Work to complete:
1) Answer these questions about the door lock thread, one per line:
(a) According to the first post, what does unlocking with the key in the door cause until the ignition is on?
(b) Which post number does mullum point to in the linked thread?
(c) On which side does Jamie948 say the red alarm activation light on the door flashes?
2) From the listing, write out as a numbered list every line from the one containing "Q: Returning coordinates formatted like [192,199], pin" through the end of the listing, leaving out blank lines.

Hi Jamie, Unlocking with key in door will cause alarm, until Ign on, so don't why drivers door doesn't, unless microswitch in door lock has failed. Does drivers door window drop a few cm when opening door ?
Hoggy.


----------



## mullum (Sep 16, 2011)

Just in case it's a coincidence, perhaps it worth a go trying what I did today - see post #11 of this thread : viewtopic.php?t=303304


----------



## Jamie948 (Dec 8, 2007)

Both widows drop correctly, but I do remember earlier when I tried, the hazards flashed when I unlocked and opened the drivers side, now they dont. Should a manual unlock open both doors or just the drivers side? At the moment only the drivers side unlocks until the key is in the ignition and then I believe that unlocks the passenger side automatically


----------



## Jamie948 (Dec 8, 2007)

Also the drivers side red alarm activation light on the door doesn't flash, just the passenger side. A related issue perhaps or maybe just the light not working ?

Dataset entries:
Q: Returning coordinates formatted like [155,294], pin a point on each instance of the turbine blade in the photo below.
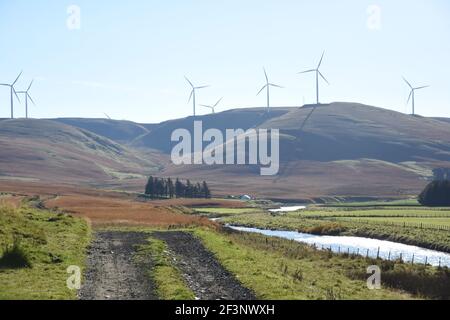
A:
[29,87]
[265,86]
[409,84]
[409,98]
[311,70]
[15,93]
[31,99]
[217,103]
[17,78]
[323,77]
[320,62]
[275,85]
[189,82]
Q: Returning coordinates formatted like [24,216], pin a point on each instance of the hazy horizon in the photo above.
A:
[129,60]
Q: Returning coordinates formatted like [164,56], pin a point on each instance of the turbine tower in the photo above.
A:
[194,88]
[318,73]
[267,86]
[213,107]
[412,94]
[13,92]
[27,96]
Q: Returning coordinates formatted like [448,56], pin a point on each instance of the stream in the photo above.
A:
[388,250]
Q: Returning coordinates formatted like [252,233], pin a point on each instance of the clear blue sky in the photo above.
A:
[129,58]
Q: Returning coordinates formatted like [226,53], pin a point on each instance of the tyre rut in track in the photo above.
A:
[112,273]
[205,276]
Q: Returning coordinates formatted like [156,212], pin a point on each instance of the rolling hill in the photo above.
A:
[43,150]
[343,150]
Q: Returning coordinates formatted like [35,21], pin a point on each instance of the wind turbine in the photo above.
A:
[194,88]
[412,93]
[318,73]
[213,108]
[267,86]
[27,96]
[13,92]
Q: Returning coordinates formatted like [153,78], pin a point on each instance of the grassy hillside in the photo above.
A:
[52,151]
[36,248]
[116,130]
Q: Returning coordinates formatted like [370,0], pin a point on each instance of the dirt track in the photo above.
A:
[111,272]
[202,272]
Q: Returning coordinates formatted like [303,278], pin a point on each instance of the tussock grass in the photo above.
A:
[36,247]
[280,269]
[169,283]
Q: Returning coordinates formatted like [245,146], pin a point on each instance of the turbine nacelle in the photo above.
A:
[412,92]
[318,74]
[192,95]
[267,86]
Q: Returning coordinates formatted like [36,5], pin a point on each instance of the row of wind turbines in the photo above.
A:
[15,93]
[194,89]
[268,85]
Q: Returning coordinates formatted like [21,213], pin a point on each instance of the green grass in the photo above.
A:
[279,269]
[220,212]
[393,203]
[51,243]
[168,280]
[408,220]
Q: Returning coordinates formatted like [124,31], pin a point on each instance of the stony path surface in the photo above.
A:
[112,273]
[203,273]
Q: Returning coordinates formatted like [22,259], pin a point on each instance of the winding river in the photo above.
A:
[357,245]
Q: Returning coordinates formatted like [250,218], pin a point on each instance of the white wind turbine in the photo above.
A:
[213,107]
[412,94]
[13,92]
[318,73]
[267,86]
[27,96]
[192,95]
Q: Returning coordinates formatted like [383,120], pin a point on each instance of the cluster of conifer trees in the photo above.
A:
[167,188]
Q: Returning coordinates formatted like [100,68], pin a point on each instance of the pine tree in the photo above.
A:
[206,191]
[150,187]
[171,188]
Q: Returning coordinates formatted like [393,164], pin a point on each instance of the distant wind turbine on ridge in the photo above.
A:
[213,107]
[27,96]
[412,94]
[192,95]
[13,92]
[318,73]
[267,86]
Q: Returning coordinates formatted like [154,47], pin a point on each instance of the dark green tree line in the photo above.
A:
[166,188]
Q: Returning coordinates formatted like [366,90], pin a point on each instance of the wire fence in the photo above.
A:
[404,224]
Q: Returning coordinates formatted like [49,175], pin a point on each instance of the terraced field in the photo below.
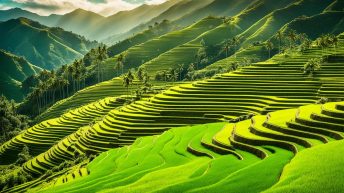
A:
[217,157]
[257,89]
[43,135]
[139,54]
[111,88]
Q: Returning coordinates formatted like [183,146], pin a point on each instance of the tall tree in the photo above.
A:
[127,81]
[269,46]
[120,62]
[191,70]
[180,70]
[292,38]
[280,37]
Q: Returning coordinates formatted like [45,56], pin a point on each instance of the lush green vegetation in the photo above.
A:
[45,47]
[223,157]
[15,70]
[239,96]
[11,123]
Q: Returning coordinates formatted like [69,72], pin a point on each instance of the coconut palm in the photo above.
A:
[191,70]
[70,71]
[226,48]
[234,43]
[180,70]
[312,65]
[292,38]
[128,80]
[280,37]
[120,63]
[269,46]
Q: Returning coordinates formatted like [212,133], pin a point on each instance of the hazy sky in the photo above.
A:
[47,7]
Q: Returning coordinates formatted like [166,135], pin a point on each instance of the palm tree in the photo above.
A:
[292,37]
[127,81]
[70,71]
[140,72]
[280,37]
[226,48]
[198,60]
[312,65]
[235,42]
[191,70]
[120,62]
[180,70]
[269,46]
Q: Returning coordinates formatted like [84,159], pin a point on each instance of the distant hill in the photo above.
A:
[126,20]
[92,25]
[332,22]
[14,69]
[46,47]
[79,21]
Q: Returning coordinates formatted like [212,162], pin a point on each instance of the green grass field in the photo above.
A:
[255,121]
[214,158]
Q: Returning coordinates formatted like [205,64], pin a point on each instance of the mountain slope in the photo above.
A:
[271,23]
[126,20]
[16,13]
[79,21]
[46,47]
[213,37]
[174,12]
[14,70]
[333,22]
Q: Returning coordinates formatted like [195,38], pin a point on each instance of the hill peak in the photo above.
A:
[81,11]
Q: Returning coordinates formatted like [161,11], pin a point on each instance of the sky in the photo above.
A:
[47,7]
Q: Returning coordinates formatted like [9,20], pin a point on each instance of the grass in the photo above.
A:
[323,166]
[166,163]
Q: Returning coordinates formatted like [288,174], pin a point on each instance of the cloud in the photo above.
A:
[104,7]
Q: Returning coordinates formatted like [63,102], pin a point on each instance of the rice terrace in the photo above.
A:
[172,96]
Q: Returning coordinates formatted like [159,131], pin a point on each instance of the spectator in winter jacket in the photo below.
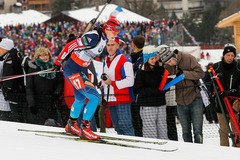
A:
[137,59]
[13,90]
[43,90]
[5,111]
[188,97]
[151,100]
[117,86]
[228,71]
[137,55]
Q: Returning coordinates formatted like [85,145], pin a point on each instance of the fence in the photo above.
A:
[48,106]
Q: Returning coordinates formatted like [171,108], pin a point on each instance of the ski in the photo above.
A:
[102,137]
[103,141]
[173,82]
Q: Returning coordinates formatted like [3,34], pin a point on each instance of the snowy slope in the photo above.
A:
[16,145]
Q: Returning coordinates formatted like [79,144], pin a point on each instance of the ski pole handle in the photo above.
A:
[94,20]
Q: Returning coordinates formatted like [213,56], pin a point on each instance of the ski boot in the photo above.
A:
[86,132]
[72,128]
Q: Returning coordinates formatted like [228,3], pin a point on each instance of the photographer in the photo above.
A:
[117,83]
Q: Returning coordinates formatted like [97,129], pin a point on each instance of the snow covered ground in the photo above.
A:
[18,145]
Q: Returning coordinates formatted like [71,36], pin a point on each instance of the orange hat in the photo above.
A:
[113,25]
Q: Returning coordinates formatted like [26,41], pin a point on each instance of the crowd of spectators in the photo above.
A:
[54,35]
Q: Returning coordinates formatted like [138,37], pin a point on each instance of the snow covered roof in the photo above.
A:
[230,20]
[87,14]
[26,17]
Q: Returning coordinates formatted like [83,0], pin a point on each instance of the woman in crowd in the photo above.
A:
[151,100]
[43,90]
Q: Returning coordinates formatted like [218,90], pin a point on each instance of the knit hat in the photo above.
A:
[71,37]
[229,48]
[113,25]
[6,44]
[158,48]
[166,55]
[148,52]
[116,39]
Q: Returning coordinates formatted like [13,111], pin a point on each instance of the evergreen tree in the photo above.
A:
[61,5]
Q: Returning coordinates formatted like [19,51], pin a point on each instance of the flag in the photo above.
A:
[52,45]
[115,12]
[47,42]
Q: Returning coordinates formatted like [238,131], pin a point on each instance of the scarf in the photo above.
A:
[44,66]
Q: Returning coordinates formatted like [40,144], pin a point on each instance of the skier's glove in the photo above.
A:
[179,72]
[34,110]
[227,93]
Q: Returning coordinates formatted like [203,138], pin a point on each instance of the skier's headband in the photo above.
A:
[113,25]
[116,39]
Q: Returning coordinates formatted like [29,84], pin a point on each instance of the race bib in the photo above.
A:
[77,81]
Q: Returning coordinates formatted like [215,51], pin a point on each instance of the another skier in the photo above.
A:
[78,54]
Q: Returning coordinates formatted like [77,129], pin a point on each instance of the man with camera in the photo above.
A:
[118,80]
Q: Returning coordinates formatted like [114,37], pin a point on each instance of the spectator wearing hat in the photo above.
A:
[118,87]
[188,97]
[228,71]
[13,90]
[43,90]
[151,100]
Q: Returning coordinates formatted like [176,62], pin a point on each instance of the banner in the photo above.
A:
[115,12]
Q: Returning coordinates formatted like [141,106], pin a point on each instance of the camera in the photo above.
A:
[104,77]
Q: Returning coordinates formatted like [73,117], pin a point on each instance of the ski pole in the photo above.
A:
[23,75]
[222,110]
[227,103]
[93,21]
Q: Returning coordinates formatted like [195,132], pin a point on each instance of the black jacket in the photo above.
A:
[146,86]
[228,75]
[137,59]
[12,66]
[42,89]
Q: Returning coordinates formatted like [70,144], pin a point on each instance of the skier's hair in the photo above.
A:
[139,41]
[41,52]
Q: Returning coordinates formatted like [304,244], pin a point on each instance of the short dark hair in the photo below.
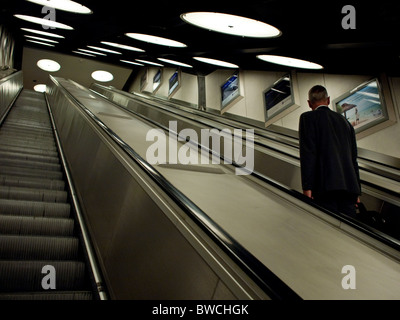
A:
[317,93]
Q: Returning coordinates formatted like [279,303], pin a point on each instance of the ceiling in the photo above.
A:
[311,30]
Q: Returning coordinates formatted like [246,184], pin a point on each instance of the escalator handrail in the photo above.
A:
[264,278]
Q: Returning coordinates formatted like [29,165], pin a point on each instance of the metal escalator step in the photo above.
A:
[34,208]
[18,247]
[22,225]
[17,193]
[30,172]
[27,156]
[51,295]
[27,275]
[30,151]
[38,183]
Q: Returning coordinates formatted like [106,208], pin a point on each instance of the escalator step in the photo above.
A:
[34,209]
[38,248]
[25,156]
[14,193]
[30,172]
[24,182]
[29,164]
[66,295]
[27,150]
[27,275]
[21,225]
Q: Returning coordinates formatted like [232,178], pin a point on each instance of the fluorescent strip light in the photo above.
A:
[175,62]
[41,39]
[43,22]
[231,24]
[131,62]
[156,40]
[290,62]
[48,34]
[217,62]
[122,46]
[42,43]
[94,52]
[149,62]
[65,5]
[105,50]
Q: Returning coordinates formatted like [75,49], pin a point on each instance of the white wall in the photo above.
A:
[251,106]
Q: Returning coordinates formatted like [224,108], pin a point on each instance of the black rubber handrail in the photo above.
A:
[265,278]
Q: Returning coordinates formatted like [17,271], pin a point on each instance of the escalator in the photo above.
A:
[41,252]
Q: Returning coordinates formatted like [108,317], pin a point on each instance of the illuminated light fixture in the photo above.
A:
[149,62]
[42,43]
[102,76]
[290,62]
[105,50]
[93,52]
[44,22]
[40,88]
[217,62]
[231,24]
[41,39]
[48,65]
[48,34]
[131,62]
[156,40]
[83,53]
[65,5]
[175,62]
[122,46]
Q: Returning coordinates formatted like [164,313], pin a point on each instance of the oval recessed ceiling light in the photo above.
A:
[131,62]
[43,22]
[105,50]
[93,52]
[217,62]
[41,39]
[231,24]
[40,88]
[48,34]
[156,40]
[150,62]
[48,65]
[122,46]
[65,5]
[290,62]
[102,76]
[85,54]
[177,63]
[42,43]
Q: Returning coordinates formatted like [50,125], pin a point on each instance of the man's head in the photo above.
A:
[318,96]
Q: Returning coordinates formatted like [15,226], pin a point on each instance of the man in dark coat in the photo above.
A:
[328,156]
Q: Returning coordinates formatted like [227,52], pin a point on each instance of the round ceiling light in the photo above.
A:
[65,5]
[231,24]
[102,76]
[44,22]
[217,62]
[48,65]
[290,62]
[156,40]
[177,63]
[40,88]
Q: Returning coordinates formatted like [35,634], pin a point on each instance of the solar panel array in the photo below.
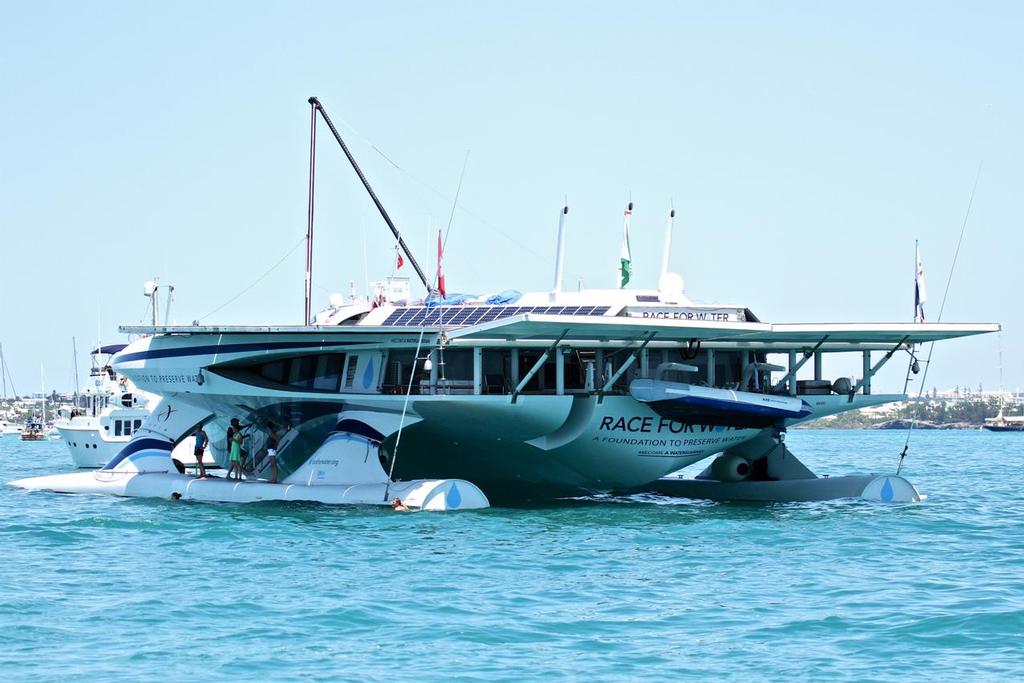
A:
[466,315]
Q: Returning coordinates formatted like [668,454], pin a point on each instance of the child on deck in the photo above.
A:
[235,456]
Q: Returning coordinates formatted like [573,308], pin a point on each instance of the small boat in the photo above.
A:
[33,431]
[345,470]
[692,403]
[1000,423]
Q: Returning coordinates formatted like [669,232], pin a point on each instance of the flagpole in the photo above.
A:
[915,292]
[626,258]
[668,244]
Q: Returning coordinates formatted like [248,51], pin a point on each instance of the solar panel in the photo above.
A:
[466,315]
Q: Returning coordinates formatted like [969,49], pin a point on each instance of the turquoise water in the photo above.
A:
[96,588]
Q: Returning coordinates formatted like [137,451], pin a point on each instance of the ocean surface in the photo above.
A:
[95,588]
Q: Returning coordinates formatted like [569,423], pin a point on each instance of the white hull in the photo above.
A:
[89,449]
[425,495]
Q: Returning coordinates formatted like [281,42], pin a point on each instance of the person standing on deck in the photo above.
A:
[271,450]
[201,440]
[235,455]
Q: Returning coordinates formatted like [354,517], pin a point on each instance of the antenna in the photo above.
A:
[560,254]
[74,356]
[625,259]
[309,220]
[668,243]
[170,300]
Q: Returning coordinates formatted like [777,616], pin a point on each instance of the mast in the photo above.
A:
[915,293]
[74,357]
[668,243]
[309,215]
[560,255]
[316,107]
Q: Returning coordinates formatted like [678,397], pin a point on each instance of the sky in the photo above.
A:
[805,146]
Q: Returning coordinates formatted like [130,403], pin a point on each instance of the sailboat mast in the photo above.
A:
[74,354]
[668,243]
[309,214]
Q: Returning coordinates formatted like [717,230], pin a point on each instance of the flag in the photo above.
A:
[625,261]
[440,270]
[920,295]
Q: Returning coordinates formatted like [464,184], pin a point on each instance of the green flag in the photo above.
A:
[625,261]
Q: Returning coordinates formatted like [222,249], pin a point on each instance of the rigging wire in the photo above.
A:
[439,194]
[942,306]
[256,282]
[404,408]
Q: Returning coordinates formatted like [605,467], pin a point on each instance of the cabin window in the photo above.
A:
[320,372]
[397,370]
[328,373]
[274,372]
[302,372]
[350,372]
[458,364]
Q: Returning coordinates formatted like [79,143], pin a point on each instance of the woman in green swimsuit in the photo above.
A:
[235,456]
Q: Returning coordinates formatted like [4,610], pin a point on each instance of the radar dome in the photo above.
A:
[671,288]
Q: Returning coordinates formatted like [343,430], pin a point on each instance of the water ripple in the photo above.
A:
[604,588]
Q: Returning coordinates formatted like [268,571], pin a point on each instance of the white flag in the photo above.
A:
[920,294]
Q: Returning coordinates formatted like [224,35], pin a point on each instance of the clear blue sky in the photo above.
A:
[805,145]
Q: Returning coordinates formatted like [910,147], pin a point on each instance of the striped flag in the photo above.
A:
[440,270]
[625,260]
[920,295]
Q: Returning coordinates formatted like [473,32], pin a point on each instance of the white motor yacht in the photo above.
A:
[108,414]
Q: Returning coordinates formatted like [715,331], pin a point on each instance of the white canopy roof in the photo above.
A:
[749,335]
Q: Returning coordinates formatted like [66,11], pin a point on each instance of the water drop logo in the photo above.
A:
[453,498]
[368,377]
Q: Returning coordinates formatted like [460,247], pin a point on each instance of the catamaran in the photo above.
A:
[506,397]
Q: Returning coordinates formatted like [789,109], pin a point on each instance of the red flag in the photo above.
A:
[440,270]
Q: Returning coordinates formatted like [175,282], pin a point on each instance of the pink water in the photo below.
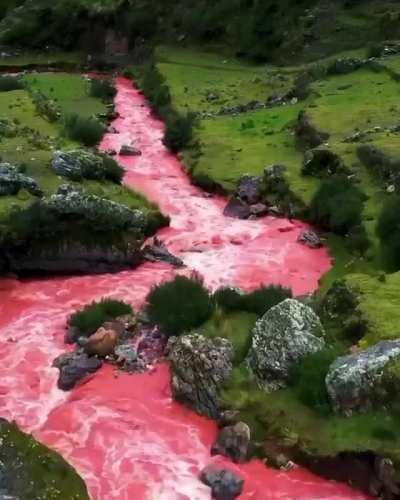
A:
[124,434]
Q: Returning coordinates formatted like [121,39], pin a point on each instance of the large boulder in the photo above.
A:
[355,383]
[287,333]
[80,164]
[12,181]
[224,484]
[233,442]
[74,367]
[199,368]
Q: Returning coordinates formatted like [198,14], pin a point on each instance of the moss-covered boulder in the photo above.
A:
[281,338]
[30,471]
[355,383]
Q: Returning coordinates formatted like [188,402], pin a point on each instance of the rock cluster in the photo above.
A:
[199,368]
[12,181]
[224,484]
[280,339]
[355,383]
[79,164]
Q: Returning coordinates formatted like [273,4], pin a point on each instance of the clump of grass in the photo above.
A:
[8,83]
[102,89]
[88,131]
[179,305]
[257,302]
[89,319]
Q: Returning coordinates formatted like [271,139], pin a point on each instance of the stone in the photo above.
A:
[12,181]
[322,163]
[237,209]
[307,135]
[233,442]
[310,239]
[355,383]
[249,189]
[287,333]
[74,367]
[158,252]
[103,342]
[199,368]
[224,484]
[129,151]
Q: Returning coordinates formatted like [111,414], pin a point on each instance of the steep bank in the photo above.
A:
[125,435]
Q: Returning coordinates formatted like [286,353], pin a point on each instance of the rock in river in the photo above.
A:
[355,383]
[224,484]
[280,339]
[199,368]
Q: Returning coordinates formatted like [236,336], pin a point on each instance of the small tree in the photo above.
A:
[337,206]
[388,230]
[179,305]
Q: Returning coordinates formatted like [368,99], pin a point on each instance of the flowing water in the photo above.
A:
[123,433]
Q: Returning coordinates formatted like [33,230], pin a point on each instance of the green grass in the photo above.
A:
[37,472]
[234,326]
[282,417]
[378,305]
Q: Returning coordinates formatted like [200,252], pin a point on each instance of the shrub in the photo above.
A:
[308,379]
[179,305]
[178,131]
[8,83]
[88,131]
[258,302]
[388,230]
[337,206]
[102,89]
[94,315]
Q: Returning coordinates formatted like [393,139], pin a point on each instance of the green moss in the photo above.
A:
[35,471]
[234,326]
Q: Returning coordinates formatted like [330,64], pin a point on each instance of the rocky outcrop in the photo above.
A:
[158,252]
[287,333]
[127,150]
[307,135]
[355,383]
[199,368]
[80,164]
[224,484]
[74,367]
[12,181]
[310,239]
[233,442]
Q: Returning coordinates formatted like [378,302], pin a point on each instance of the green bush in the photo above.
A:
[179,305]
[102,89]
[88,131]
[94,315]
[388,230]
[8,83]
[178,131]
[337,206]
[258,302]
[308,379]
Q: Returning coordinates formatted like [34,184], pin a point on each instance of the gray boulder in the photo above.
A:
[199,368]
[79,164]
[233,442]
[74,367]
[12,181]
[249,189]
[280,339]
[224,484]
[355,383]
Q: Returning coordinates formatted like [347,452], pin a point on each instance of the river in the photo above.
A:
[123,433]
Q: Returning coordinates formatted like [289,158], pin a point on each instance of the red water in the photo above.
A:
[124,434]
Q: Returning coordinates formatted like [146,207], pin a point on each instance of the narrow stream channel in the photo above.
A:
[124,434]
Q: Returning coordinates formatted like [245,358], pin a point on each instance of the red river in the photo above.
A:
[124,434]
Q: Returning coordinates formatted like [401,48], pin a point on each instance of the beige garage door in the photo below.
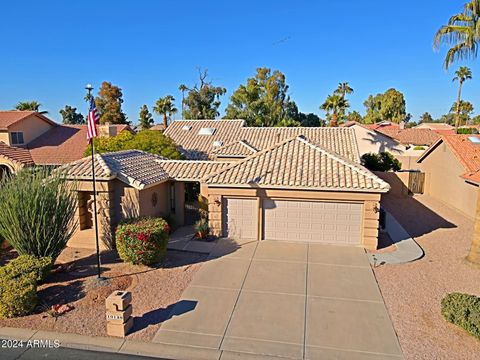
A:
[322,222]
[240,218]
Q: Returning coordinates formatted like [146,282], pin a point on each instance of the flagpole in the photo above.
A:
[92,145]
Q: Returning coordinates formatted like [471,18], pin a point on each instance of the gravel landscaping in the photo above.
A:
[412,292]
[154,291]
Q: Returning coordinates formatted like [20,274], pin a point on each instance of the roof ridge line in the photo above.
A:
[342,160]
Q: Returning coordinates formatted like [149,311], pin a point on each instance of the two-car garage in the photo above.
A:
[331,222]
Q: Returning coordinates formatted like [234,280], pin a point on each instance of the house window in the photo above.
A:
[17,138]
[172,198]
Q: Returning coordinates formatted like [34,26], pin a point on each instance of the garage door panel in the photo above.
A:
[326,222]
[239,218]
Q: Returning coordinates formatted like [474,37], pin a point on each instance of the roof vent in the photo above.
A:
[206,131]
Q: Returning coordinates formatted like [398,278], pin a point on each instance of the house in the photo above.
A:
[439,128]
[28,138]
[293,184]
[452,171]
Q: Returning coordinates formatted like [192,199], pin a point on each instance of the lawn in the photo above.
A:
[73,281]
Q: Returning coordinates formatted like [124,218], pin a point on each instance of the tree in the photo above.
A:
[30,106]
[147,140]
[343,89]
[263,100]
[425,118]
[355,116]
[165,106]
[202,101]
[145,118]
[109,104]
[70,116]
[334,106]
[461,34]
[389,106]
[463,111]
[462,74]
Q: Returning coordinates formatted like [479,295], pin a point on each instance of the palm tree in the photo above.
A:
[165,106]
[183,88]
[343,89]
[336,105]
[462,74]
[29,106]
[462,33]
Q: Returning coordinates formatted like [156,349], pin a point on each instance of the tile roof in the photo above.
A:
[16,155]
[62,144]
[297,163]
[339,140]
[8,118]
[412,136]
[140,169]
[191,170]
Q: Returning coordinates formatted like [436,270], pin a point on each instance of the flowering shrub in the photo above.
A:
[142,240]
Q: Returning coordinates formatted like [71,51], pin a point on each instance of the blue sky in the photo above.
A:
[51,49]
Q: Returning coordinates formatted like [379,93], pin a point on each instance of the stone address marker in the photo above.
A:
[119,313]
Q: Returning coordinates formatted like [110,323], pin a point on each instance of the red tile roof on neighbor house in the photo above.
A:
[62,144]
[16,155]
[467,150]
[8,118]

Correct answers:
1)
(a) The alarm.
(b) Post #11.
(c) The passenger side.

2)
1. Q: Returning coordinates formatted like [192,199], pin a point on each instance of the lawn in the photo above.
2. A:
3. [73,281]
4. Q: Returning coordinates formatted like [124,218], pin a point on each instance of the tree in the photo above.
5. A:
6. [30,106]
7. [147,140]
8. [343,89]
9. [263,100]
10. [425,118]
11. [355,116]
12. [165,106]
13. [202,101]
14. [145,118]
15. [109,104]
16. [70,116]
17. [334,106]
18. [461,34]
19. [389,106]
20. [463,111]
21. [462,74]
22. Q: Returning coordinates formatted like [479,295], pin a point on each instance of the palm tree in the photo above.
23. A:
24. [165,106]
25. [183,88]
26. [343,89]
27. [336,105]
28. [462,74]
29. [29,106]
30. [462,33]
31. Q: Returning coordinates formatted like [156,349], pin a point on each instance of the tile roof in the photo above.
32. A:
33. [16,155]
34. [62,144]
35. [297,163]
36. [339,140]
37. [8,118]
38. [412,136]
39. [140,169]
40. [191,170]
41. Q: Returning coordinates formatted like [436,270], pin a point on each instance of the flowering shrub in the photo above.
42. A:
43. [142,240]
44. Q: Returning coordinates formatted like [71,51], pin a point on each instance of the blue sky in the photo above.
45. A:
46. [51,49]
47. Q: Returning coordinates formatted like [379,93], pin a point on each instance of the stone address marker in the photo above.
48. A:
49. [119,313]
50. Q: Returning coordinates formatted like [110,323], pin a point on each instance of the red tile roof on neighbor house in the photo above.
51. A:
52. [62,144]
53. [16,155]
54. [467,150]
55. [8,118]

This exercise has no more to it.